>> Begin PASSAGE GIVEN

Warming to the subject, Bush continued: "Let me give you some examples of this kind of left wing extremism. Averell Harriman-- surely not known for his reactionary views-- speaking at Cornell University, talking about Viet Nam before a crowd that calls "Liar!" [They] booed him to the state he could hardly finish, and finally he got so frustrated he asked, 'How many in the audience are communists?' And a bunch of people there --small I will admit--held up their hands."
So extremists, for Bush, were those who assailed Rockefeller and Harriman.
Bush defended the House Committe on Unamerican Activities against the demonstrations organized by James Foreman and SNCC, commiserated with a State Department official who had been branded a fascist at Iowa State, and went on to assail the Berkeley "filthy speech" movement. As an example of the "pure naivete" of civil rights leaders, he cited Coretta Scott King who "managed to link global peace and civil rights, somehow managed to tie these two things together philosophically" -- which Bush professed not to fathom. "If we can be non-violent in Selma, why can't we be non-violent in Viet Nam," Ossie Davis had said, and Bush proposed he be awarded the "green Wiener" for his "absurd theory," for "what's got to be the fuzziest thinking of the year."
Beyond this inevitable obsession with race, Bush was frankly a hawk, frankly for escalation, opening the door to nuclear weapons in Viet Nam only a little more subtly than he had the year before: "And so I stand here as one who says I will back up the President and military leaders no matter what weapons they use in Southeast Asia."
During 1964, 1965 and 1966, Bush was still functioning as the full- time president of Zapata Offshore, although some of his co-workers complained that he was even less single-minded about making money. During this period, the company's operations were rapidly expanding and LeTourneau's Vicksburg yard turned out a series of offshore drilling platforms, including some of new design. Business had been good during 1964, with net income up 85% over the previous year. Bush wrote in the 1964 Zapata Petroleum Annual Report: "The offshore drilling industry in which we operate continues strong and active, with virtually all equipment in the Gulf of Mexico employed 100% of the time. Furthermore, other market around the world are active, and new markets are opening up."

>> End PASSAGE GIVEN

• [REQUIRED WORK]
- a) For each statement below, say yes or no as to whether the passage on Bush supports it, and quote the words of the passage that decide it.
(i) Bush cited Coretta Scott King as an example of the "pure naivete" of civil rights leaders.
(ii) Zapata's net income in 1964 was lower than in the previous year.
(iii) Bush proposed that Ossie Davis be awarded the "green Wiener."
- b) Please copy the passage on Bush from "Warming to the" up to and including "Rockefeller and Harriman.".
- c) According to the passage on Bush, what position did he hold at Zapata Offshore during 1964, 1965 and 1966?

>> Begin RECORD EXCERPTS

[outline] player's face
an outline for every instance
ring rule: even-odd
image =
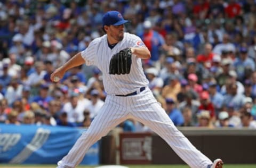
[[[117,41],[121,41],[124,38],[124,24],[119,26],[111,25],[109,27],[108,35]]]

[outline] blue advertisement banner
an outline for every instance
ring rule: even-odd
[[[85,129],[0,124],[0,163],[57,164]],[[91,147],[81,164],[99,164],[99,145]]]

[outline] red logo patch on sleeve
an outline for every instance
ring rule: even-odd
[[[141,46],[141,47],[146,47],[145,44],[144,44],[144,43],[143,43],[141,41],[137,41],[137,43],[136,43],[136,45],[138,46]]]

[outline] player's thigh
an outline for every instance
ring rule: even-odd
[[[87,131],[106,135],[128,117],[128,113],[118,106],[105,103],[92,121]]]

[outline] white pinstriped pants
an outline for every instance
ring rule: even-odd
[[[75,167],[91,145],[127,119],[134,119],[161,136],[192,168],[206,168],[212,164],[180,132],[148,88],[131,96],[108,95],[103,107],[87,131],[77,140],[68,154],[58,163],[58,168]]]

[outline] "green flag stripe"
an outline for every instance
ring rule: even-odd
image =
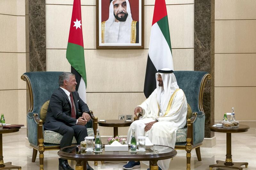
[[[84,48],[73,43],[68,43],[66,58],[72,67],[81,75],[87,86]]]
[[[165,39],[167,43],[170,48],[171,52],[172,52],[172,47],[171,46],[171,39],[170,38],[170,33],[169,31],[169,25],[168,23],[168,18],[167,15],[162,18],[157,22],[157,25],[160,28],[164,36]]]

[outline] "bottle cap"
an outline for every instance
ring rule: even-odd
[[[86,137],[85,139],[94,139],[94,137]]]

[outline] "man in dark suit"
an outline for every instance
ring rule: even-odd
[[[89,108],[76,91],[77,83],[75,75],[65,72],[59,78],[60,88],[52,95],[44,125],[45,130],[59,133],[63,136],[60,148],[71,145],[75,137],[78,144],[87,137],[85,125],[91,119]],[[82,114],[78,112],[81,111]],[[74,170],[67,160],[59,159],[59,170]],[[93,170],[87,164],[87,170]]]

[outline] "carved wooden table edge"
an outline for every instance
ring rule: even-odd
[[[124,120],[106,120],[106,122],[98,122],[98,124],[100,126],[113,127],[114,128],[114,136],[118,135],[118,128],[130,126],[132,121],[125,122]]]
[[[76,145],[77,147],[79,146],[79,145]],[[66,148],[74,147],[75,146],[67,146],[61,148],[58,152],[58,155],[63,159],[69,160],[74,160],[76,162],[76,170],[86,170],[86,165],[87,161],[116,161],[118,159],[118,161],[123,160],[140,160],[148,161],[149,161],[149,167],[150,170],[158,170],[158,166],[157,165],[157,161],[161,160],[164,160],[166,159],[172,158],[175,157],[177,154],[177,152],[173,148],[166,146],[158,145],[162,146],[169,147],[173,149],[172,151],[167,153],[162,153],[156,154],[157,156],[153,155],[141,155],[141,157],[134,156],[137,155],[131,155],[131,156],[127,156],[127,155],[96,155],[95,156],[94,155],[88,155],[90,156],[87,158],[85,158],[84,156],[79,156],[77,154],[69,153],[65,152],[62,151],[63,149]],[[104,156],[100,157],[99,156]],[[115,156],[113,156],[113,155]],[[149,158],[146,158],[145,156]]]
[[[3,134],[16,132],[20,130],[20,127],[19,127],[10,129],[4,128],[0,130],[0,170],[12,169],[18,169],[19,170],[21,169],[21,166],[12,165],[11,162],[4,163],[3,156]]]
[[[228,168],[236,169],[243,169],[241,167],[243,165],[245,166],[245,168],[248,167],[248,162],[233,162],[232,160],[231,152],[231,134],[232,133],[241,133],[248,131],[250,127],[249,126],[243,124],[240,124],[239,127],[236,128],[217,128],[211,126],[209,127],[210,130],[214,132],[226,133],[226,154],[225,161],[220,160],[216,161],[216,164],[209,166],[210,170],[212,170],[212,168],[221,167]]]

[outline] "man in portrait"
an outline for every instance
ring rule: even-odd
[[[139,22],[129,0],[110,0],[108,19],[101,23],[101,43],[139,43]]]

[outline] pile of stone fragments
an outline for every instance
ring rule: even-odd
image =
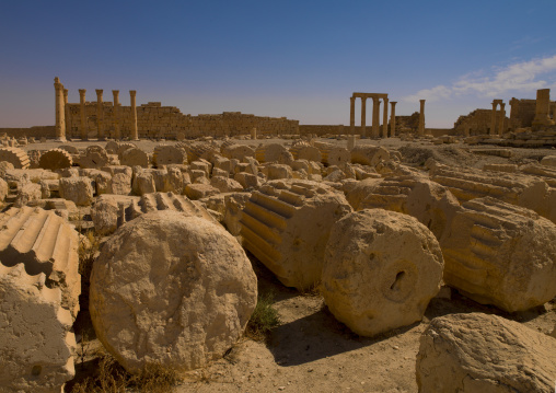
[[[241,337],[257,301],[244,250],[285,286],[320,285],[362,336],[420,321],[443,286],[506,312],[556,296],[556,158],[428,172],[402,160],[306,140],[1,148],[0,386],[59,392],[73,378],[86,229],[108,236],[91,319],[129,372],[200,368]],[[416,375],[424,392],[549,391],[556,339],[494,315],[437,317]]]

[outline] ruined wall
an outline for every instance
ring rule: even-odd
[[[85,103],[85,123],[91,138],[97,135],[96,102]],[[66,135],[80,137],[81,106],[67,104]],[[119,129],[123,137],[131,132],[131,107],[119,106]],[[112,102],[103,103],[103,128],[107,137],[114,137],[114,106]],[[202,136],[248,135],[257,128],[258,135],[299,134],[299,122],[286,117],[262,117],[241,112],[224,112],[219,115],[184,115],[175,106],[162,106],[160,102],[150,102],[137,106],[137,128],[140,138],[174,139],[178,132],[186,138]],[[53,134],[54,135],[54,134]]]
[[[38,127],[27,127],[27,128],[0,128],[0,134],[5,134],[9,137],[27,137],[27,138],[35,138],[40,139],[43,137],[45,138],[53,138],[55,134],[55,126],[38,126]]]

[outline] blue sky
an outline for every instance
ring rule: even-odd
[[[451,127],[493,99],[556,88],[555,19],[554,0],[4,0],[0,127],[54,125],[54,77],[70,102],[117,89],[129,105],[137,90],[138,104],[185,114],[301,124],[348,125],[352,92],[389,93],[396,114],[426,99],[427,126]]]

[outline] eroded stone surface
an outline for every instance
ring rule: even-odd
[[[242,335],[256,281],[223,228],[173,211],[147,213],[102,248],[91,276],[91,316],[99,339],[127,370],[149,362],[190,370],[223,356]]]

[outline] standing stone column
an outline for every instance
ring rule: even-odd
[[[112,94],[114,94],[114,138],[119,140],[119,90],[113,90]]]
[[[380,127],[380,100],[379,97],[372,97],[372,137],[377,138],[379,136],[379,127]]]
[[[349,97],[349,134],[356,134],[356,97]]]
[[[419,135],[425,135],[425,100],[419,100],[421,103],[421,108],[419,112]]]
[[[536,91],[536,108],[533,126],[549,125],[551,117],[551,89],[540,89]]]
[[[394,138],[396,136],[396,104],[397,101],[392,101],[392,114],[390,115],[390,136]]]
[[[88,129],[86,129],[86,123],[85,123],[85,89],[79,89],[79,113],[81,115],[81,139],[88,140]]]
[[[389,99],[384,97],[384,109],[382,114],[382,138],[389,137]]]
[[[104,104],[102,101],[102,89],[96,89],[96,125],[99,127],[99,140],[104,140]]]
[[[493,115],[490,116],[490,130],[488,131],[489,135],[495,135],[496,129],[496,107],[498,106],[498,103],[496,101],[493,101]]]
[[[71,135],[71,117],[69,113],[69,105],[68,105],[68,89],[63,89],[63,118],[66,119],[66,139],[69,137],[72,137]]]
[[[498,120],[498,135],[501,136],[506,130],[503,128],[503,120],[506,120],[506,104],[502,102],[500,103],[500,118]]]
[[[361,136],[367,137],[367,97],[361,97]]]
[[[129,91],[129,97],[131,100],[131,140],[139,140],[139,132],[137,131],[137,106],[135,103],[136,94],[137,91]]]
[[[56,91],[56,140],[66,141],[66,105],[63,105],[63,84],[60,83],[60,79],[58,77],[54,79],[54,89]]]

>> End RECORD EXCERPTS

• [ANSWERS TO THE EXERCISE]
- a)
(i) Yes: "As an example of the "pure naivete" of civil rights leaders, he cited Coretta Scott King"
(ii) No: "net income up 85% over the previous year"
(iii) Yes: "Ossie Davis had said, and Bush proposed he be awarded the "green Wiener""

- b)
Warming to the subject, Bush continued: "Let me give you some examples of this kind of left wing extremism. Averell Harriman-- surely not known for his reactionary views-- speaking at Cornell University, talking about Viet Nam before a crowd that calls "Liar!" [They] booed him to the state he could hardly finish, and finally he got so frustrated he asked, 'How many in the audience are communists?' And a bunch of people there --small I will admit--held up their hands."
So extremists, for Bush, were those who assailed Rockefeller and Harriman.

- c) He was the full-time president of Zapata Offshore.